**WHAT YOU NEED TO DO:**
Please reproduce the data below, starting with its first line and going on through the line with "point(225, 638)", keeping every line, requests included, and shifting each answer coordinate by adding 27 to both of its numbers while leaving the sample points in the requests unchanged. Omit the pictures.

**DATA SECTION:**
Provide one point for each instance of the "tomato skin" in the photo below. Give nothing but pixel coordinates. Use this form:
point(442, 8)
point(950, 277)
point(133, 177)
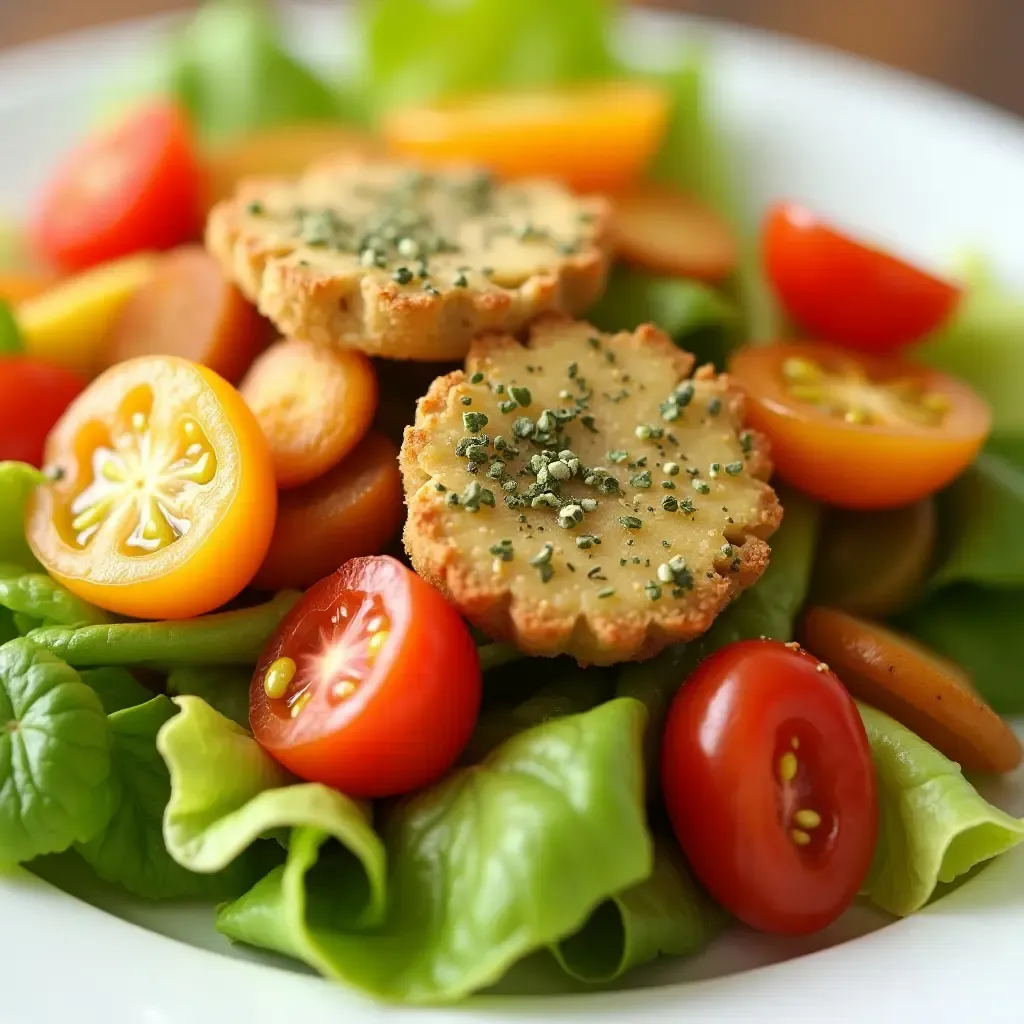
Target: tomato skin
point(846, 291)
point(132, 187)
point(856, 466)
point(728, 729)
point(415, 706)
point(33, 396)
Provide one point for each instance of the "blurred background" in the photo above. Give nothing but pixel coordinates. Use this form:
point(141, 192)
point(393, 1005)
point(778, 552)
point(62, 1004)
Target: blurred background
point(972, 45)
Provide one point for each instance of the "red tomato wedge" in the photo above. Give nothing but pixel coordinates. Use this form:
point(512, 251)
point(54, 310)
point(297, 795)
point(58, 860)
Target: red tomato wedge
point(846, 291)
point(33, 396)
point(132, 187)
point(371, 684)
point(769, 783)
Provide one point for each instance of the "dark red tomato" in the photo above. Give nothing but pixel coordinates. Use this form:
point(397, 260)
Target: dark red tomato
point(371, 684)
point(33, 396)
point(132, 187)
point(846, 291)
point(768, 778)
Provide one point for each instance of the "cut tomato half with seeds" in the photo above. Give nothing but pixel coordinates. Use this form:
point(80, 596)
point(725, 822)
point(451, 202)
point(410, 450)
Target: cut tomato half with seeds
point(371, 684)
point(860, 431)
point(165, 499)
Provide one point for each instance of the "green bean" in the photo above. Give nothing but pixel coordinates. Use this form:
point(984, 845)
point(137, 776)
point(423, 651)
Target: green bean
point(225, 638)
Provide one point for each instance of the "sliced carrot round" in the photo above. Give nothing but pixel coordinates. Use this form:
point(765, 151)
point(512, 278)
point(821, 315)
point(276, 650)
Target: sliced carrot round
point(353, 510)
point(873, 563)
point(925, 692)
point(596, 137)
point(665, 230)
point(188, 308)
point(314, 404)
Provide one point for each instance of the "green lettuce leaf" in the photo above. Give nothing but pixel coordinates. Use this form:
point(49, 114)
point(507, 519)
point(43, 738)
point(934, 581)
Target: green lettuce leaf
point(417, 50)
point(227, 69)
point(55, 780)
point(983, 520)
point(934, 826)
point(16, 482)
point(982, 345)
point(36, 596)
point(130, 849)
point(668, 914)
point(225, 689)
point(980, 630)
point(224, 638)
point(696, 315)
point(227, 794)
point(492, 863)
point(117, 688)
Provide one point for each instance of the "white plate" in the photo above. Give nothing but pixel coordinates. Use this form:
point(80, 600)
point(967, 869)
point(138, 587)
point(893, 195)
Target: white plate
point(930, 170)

**FINAL RESULT:**
Provide one point for each instance of the "tomato skin" in the photo below. Give nothing but pixel coordinates. Use this form:
point(442, 8)
point(950, 277)
point(133, 177)
Target: tomato skin
point(873, 318)
point(159, 214)
point(883, 493)
point(755, 756)
point(442, 733)
point(60, 423)
Provide one point for each instance of the "blurred background" in the photo above. Give nothing but pixel coordinates. Use this form:
point(141, 192)
point(393, 1005)
point(778, 552)
point(62, 1004)
Target: blurred background
point(999, 72)
Provide one point for each instance of the "red tomato wedge" in the photo above. Give nothing but pixel coordinates. Use this form:
point(512, 251)
point(54, 310)
point(297, 795)
point(58, 860)
Target: red tomato wedge
point(873, 318)
point(60, 423)
point(159, 214)
point(398, 711)
point(796, 810)
Provide one point for each instance of the "dark red tomato" in the photo above. Give nothing but pixel coordinates. Use this form:
point(397, 260)
Target: dark red tomato
point(398, 711)
point(60, 423)
point(159, 214)
point(873, 318)
point(795, 805)
Provide one point for each instance of the "cut tomato half with seeds" in the photo above. Give nothing but pixel coordinates. Use this form:
point(80, 596)
point(725, 822)
point(451, 202)
point(410, 450)
Target: cut tomato half with seeds
point(398, 711)
point(887, 458)
point(192, 526)
Provide one point for each instance of the "green bean" in the photo above. Give nothing but pixel coordinates. Use this form:
point(984, 845)
point(137, 776)
point(423, 651)
Target: green bean
point(252, 665)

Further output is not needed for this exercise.